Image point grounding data
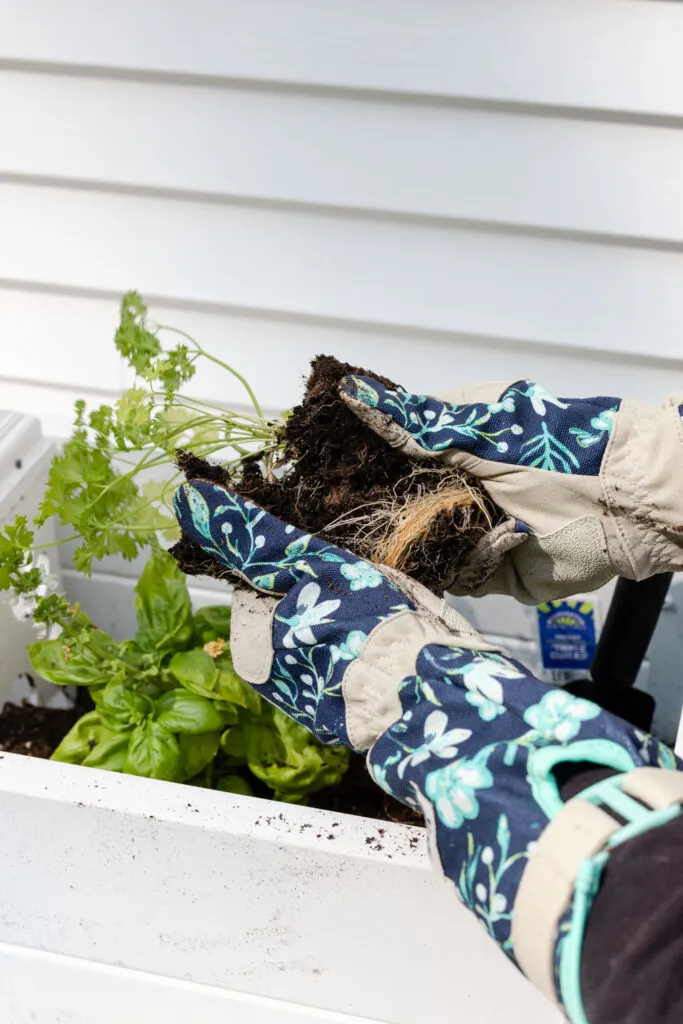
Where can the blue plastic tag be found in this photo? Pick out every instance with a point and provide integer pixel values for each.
(567, 633)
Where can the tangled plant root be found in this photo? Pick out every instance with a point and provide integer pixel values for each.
(400, 531)
(343, 482)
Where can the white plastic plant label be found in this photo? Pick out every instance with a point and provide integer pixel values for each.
(567, 635)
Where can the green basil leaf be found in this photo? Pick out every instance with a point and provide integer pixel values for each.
(196, 671)
(110, 755)
(53, 660)
(290, 760)
(121, 708)
(197, 753)
(233, 745)
(162, 605)
(182, 711)
(235, 783)
(212, 623)
(82, 739)
(154, 752)
(233, 689)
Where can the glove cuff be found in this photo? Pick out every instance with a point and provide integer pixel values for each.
(642, 486)
(564, 869)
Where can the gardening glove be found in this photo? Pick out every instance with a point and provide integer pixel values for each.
(593, 487)
(452, 726)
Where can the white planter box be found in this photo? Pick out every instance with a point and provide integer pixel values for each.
(126, 899)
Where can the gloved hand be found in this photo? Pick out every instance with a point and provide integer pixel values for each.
(593, 486)
(451, 726)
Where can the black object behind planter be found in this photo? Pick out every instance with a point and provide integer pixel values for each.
(631, 622)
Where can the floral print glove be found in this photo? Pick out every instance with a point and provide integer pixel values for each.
(451, 724)
(593, 487)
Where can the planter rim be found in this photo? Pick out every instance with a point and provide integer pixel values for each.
(251, 817)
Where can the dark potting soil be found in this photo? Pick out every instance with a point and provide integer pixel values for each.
(338, 467)
(36, 732)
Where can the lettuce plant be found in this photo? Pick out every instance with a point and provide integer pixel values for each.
(168, 704)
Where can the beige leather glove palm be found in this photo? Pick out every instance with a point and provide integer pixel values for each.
(593, 486)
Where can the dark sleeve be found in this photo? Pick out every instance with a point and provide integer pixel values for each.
(632, 965)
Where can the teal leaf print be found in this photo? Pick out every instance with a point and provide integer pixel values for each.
(199, 511)
(453, 791)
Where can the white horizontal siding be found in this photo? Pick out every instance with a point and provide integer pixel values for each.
(614, 180)
(441, 192)
(589, 54)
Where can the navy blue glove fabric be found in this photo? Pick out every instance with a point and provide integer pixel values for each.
(478, 735)
(331, 599)
(527, 426)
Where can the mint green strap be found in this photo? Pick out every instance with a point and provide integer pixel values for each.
(607, 794)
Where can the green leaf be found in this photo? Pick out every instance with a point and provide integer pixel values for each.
(212, 623)
(233, 744)
(182, 711)
(235, 783)
(230, 687)
(110, 755)
(121, 708)
(290, 760)
(197, 753)
(154, 753)
(54, 660)
(162, 605)
(82, 739)
(196, 671)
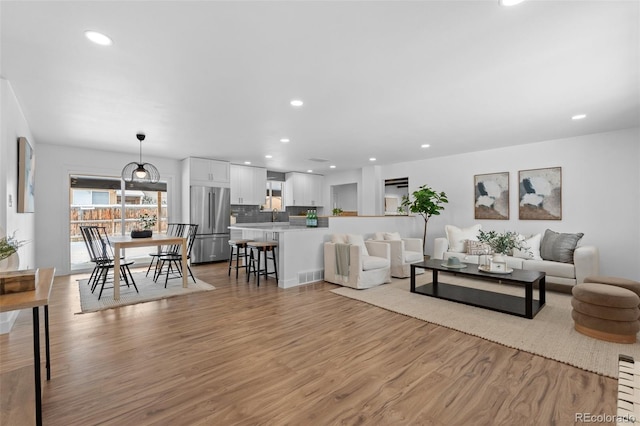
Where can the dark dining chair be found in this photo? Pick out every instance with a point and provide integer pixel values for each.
(173, 230)
(101, 253)
(171, 264)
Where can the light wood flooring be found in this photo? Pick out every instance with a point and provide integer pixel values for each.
(243, 355)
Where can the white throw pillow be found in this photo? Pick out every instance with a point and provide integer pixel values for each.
(378, 236)
(533, 248)
(339, 238)
(458, 236)
(392, 236)
(357, 240)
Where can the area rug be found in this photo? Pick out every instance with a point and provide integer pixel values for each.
(148, 291)
(550, 334)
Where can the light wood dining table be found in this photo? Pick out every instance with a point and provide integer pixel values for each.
(120, 242)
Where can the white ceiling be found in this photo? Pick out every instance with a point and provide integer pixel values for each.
(378, 78)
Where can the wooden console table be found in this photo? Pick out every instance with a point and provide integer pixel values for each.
(34, 299)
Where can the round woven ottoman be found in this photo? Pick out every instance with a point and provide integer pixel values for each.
(606, 312)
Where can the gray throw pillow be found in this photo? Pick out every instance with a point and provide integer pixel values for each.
(559, 247)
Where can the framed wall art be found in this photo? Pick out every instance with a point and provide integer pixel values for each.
(491, 196)
(540, 194)
(26, 170)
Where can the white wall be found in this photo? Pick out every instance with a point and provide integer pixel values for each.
(345, 197)
(600, 191)
(52, 196)
(12, 126)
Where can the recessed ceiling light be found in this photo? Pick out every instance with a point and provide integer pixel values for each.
(98, 38)
(510, 2)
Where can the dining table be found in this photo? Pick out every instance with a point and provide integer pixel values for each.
(120, 242)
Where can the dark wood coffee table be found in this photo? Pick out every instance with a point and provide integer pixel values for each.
(526, 306)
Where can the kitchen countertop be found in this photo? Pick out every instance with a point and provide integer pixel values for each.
(272, 227)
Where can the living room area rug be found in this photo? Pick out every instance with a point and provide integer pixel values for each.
(549, 334)
(148, 291)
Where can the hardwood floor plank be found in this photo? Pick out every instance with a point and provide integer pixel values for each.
(243, 355)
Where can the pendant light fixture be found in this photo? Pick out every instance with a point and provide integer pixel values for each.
(140, 172)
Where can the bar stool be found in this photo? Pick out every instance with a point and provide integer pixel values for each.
(260, 247)
(239, 248)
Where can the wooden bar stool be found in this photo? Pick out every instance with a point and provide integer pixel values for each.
(239, 248)
(260, 247)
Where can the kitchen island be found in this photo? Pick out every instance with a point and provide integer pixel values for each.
(301, 249)
(299, 253)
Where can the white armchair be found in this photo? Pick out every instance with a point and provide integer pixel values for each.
(404, 252)
(350, 261)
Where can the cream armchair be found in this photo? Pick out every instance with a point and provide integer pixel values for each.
(404, 252)
(350, 261)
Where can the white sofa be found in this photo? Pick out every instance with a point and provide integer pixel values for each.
(560, 276)
(404, 252)
(369, 262)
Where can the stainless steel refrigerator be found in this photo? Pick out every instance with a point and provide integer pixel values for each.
(210, 209)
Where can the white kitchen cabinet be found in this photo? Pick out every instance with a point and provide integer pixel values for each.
(303, 189)
(248, 185)
(207, 172)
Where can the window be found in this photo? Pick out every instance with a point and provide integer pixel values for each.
(273, 198)
(99, 201)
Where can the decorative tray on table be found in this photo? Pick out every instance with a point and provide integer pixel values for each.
(485, 268)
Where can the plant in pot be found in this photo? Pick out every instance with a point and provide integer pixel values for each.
(145, 224)
(8, 246)
(502, 243)
(426, 202)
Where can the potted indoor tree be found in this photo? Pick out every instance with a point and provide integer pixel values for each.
(145, 224)
(426, 202)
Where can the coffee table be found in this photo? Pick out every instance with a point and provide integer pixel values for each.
(526, 306)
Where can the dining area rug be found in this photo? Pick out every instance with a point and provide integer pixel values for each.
(550, 333)
(148, 290)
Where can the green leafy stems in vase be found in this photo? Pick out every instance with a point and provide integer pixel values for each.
(9, 245)
(502, 243)
(147, 221)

Task instructions:
Reproduce every entry exactly, but omit each picture.

Finished exercise:
Where can the blue plastic tag be found in this photo? Pick out every instance with a point and provide integer pixel values for each.
(567, 633)
Where can the tangled plant root be found in this photo? Pick out every instance with a point and provide integer pixel values for each.
(400, 531)
(343, 482)
Where can the white plastic plant label be found in this photo? Pick out every instance with a point and provide integer pixel values for each.
(567, 635)
Where can the green basil leaf be found in this photo? Pick out every instance with a point and provide integer pixel values for each.
(196, 671)
(110, 755)
(53, 660)
(290, 760)
(121, 708)
(197, 753)
(233, 745)
(162, 605)
(182, 711)
(235, 783)
(212, 623)
(82, 739)
(154, 752)
(233, 689)
Where can the glove cuff be found in this photo? Pick out every instance with a point and provide integer pixel values for each.
(642, 486)
(564, 869)
Where can the gardening glove be found in this photo? Pick out every instance with a point and provide integer pixel values for each.
(593, 487)
(452, 726)
Where can the white planter box be found in this photo? Pick out every instance with a point and provide integer pixel values for each.
(126, 899)
Where can the gloved hand be found in this photo? Pick out every instance with a point and provide integer pixel values for each.
(593, 486)
(451, 726)
Where can the black object behind planter be found in this photo? Pick out every instance with a point and provide integer pixel values for each.
(631, 622)
Where can the floral print glove be found in this photo? Pick out every instance with a point and provide integer pixel values for each.
(451, 724)
(593, 487)
Where can the planter rim be found in this photo? Pick out every instance with a point and provide integer pixel values for each.
(251, 817)
Where can the dark potting soil be found in this photo? Pick out every instance with a point and provide integer pixel values for each.
(338, 467)
(36, 732)
Where can the lettuce plant be found in this photo? Pick out every instance with a point and provide integer pixel values for each.
(168, 704)
Where can the beige leather glove palm be found in this photo? Pick out every instance with a point and provide integer pixel values for each.
(593, 486)
Where can the dark sleeve be found in this photo? Pick out every instance with a point and provide integer pixel values for each.
(632, 965)
Where can the teal leaf print be found in this photo? Pick out every instance with a point and provide integer pixel values for each.
(199, 511)
(453, 791)
Where can the white horizontal siding be found in this photo? Pick out every instance with a point and provide integer pixel values for each.
(614, 180)
(441, 192)
(589, 54)
Where can the navy blue glove fabric be found in this photo? Pick out every instance with a point and provide integer pixel values for each.
(478, 735)
(331, 599)
(527, 426)
Where can the mint green strap be found in this photo? Pick out every instance with a point and provide integer pixel values for each.
(607, 794)
Where can the green leaf be found in this photo? Pick out every instance with a point and provide integer pixel values for each.
(212, 623)
(233, 744)
(182, 711)
(235, 783)
(230, 687)
(110, 755)
(121, 708)
(290, 760)
(197, 753)
(154, 753)
(54, 660)
(162, 605)
(82, 739)
(196, 671)
Where can the dark dining chair be found in this photo? Pick out every instance with a point and provide integer pixel values for each.
(173, 230)
(101, 253)
(171, 264)
Where can the light wood flooring be found in this photo? Pick out every instance with a point and provide integer pixel values for each.
(243, 355)
Where can the white throw pillow be found in this photo? Pick out every instance with a point and provide integer pixel values for each.
(378, 236)
(533, 248)
(339, 238)
(458, 236)
(392, 236)
(357, 240)
Where can the area rug be found in this photo? Pick out every instance with a point and provide integer pixel values for each.
(148, 291)
(550, 334)
Where can the light wood dining table be found in this photo? Pick out every instance with a point and provide integer pixel values for each.
(120, 242)
Where can the white ceiling be found in this photo? Pick out every instance with a point and provide integer pixel values for each.
(378, 78)
Where can the wooden console table be found in this photo? Pick out every instance with a point and provide integer pixel values for each.
(34, 299)
Where can the round woven ottoman be found in this photo? Pick out every instance with a point and provide integer pixel values for each.
(606, 312)
Where can the gray throw pillow be found in this photo? Pick out every instance with a point and provide integer pixel values for each.
(559, 247)
Where can the framed wall art be found in this photo? Pick out every instance with a point and provide integer pixel values for each.
(491, 196)
(540, 194)
(26, 170)
Where can the white wall be found in this photo? Pick out every instance with a point and provide integer pixel values for each.
(345, 197)
(600, 191)
(52, 196)
(12, 126)
Where can the recessed ceiling light be found in this photo? Pick out every instance with a point and provide integer pixel values for each.
(98, 38)
(510, 2)
Where can the dining table be found in this photo? Pick out every instance with a point and provide integer pixel values for each.
(120, 242)
Where can the dark wood coffee table be found in this photo? Pick out every instance with a point and provide integer pixel values for each.
(526, 306)
Where can the kitchen countertop be found in this photo? Pick out every instance with a point and provide integer pixel values for each.
(272, 227)
Where can the living room area rug be found in this photo? Pick out every instance with a point and provide integer pixel values for each.
(549, 334)
(148, 291)
Where can the hardwood floor plank be found in this photo? Pick out every instance with a point and provide integer pixel values for each.
(243, 355)
Where can the pendant light fixture be found in this photo? Pick out every instance with a point and provide integer pixel values for each.
(140, 172)
Where can the bar stool be found in this photo? Pick out every instance with a point and provide integer pixel values for each.
(260, 247)
(239, 248)
Where can the wooden bar stool be found in this photo? Pick out every instance with a point and provide integer pixel values for each.
(239, 248)
(260, 247)
Where can the kitchen island be found in this photo? Pick out every instance with a point and provide integer pixel values for each.
(301, 249)
(299, 253)
Where can the white armchair be found in this photo? Pick out every instance with a point and provide integer pixel values for each.
(404, 252)
(350, 261)
Where can the cream armchair be found in this photo? Pick out every instance with a point and provide integer pixel values for each.
(404, 252)
(350, 261)
Where can the white sofa be found in this photo? Pick out every instance with a point and provide integer pixel values for each.
(560, 276)
(404, 252)
(369, 262)
Where can the stainless steel refrigerator be found in this photo? Pick out every instance with a point and provide integer pixel values for each.
(210, 209)
Where can the white kitchen cabinet be found in this photo? Pick out every instance with a point and provide integer pixel values for each.
(303, 189)
(248, 185)
(207, 172)
Where can the window be found in this photo? Pick out every instance with a point and provide integer pixel values for each.
(273, 198)
(99, 201)
Where can the decorative tray on table be found in this photo? Pick out every instance with a point and provide integer pixel values for each.
(485, 268)
Where can the plant in pot be found in this photo? Pick out every instance with a point and provide integer pixel values for each.
(145, 224)
(8, 246)
(502, 243)
(426, 202)
Where can the potted indoor tree be found in this photo? Pick out every instance with a point and provide integer pixel values for each.
(145, 224)
(426, 202)
Where can the coffee table be found in this photo? Pick out every instance with a point and provide integer pixel values for each.
(526, 306)
Where can the dining area rug be found in this photo? Pick out every instance with a point and provide integer pixel values for each.
(550, 333)
(148, 290)
Where can the green leafy stems in vase be found in this photo? Pick out every instance with a point and provide integer pixel values for each.
(9, 245)
(502, 243)
(147, 221)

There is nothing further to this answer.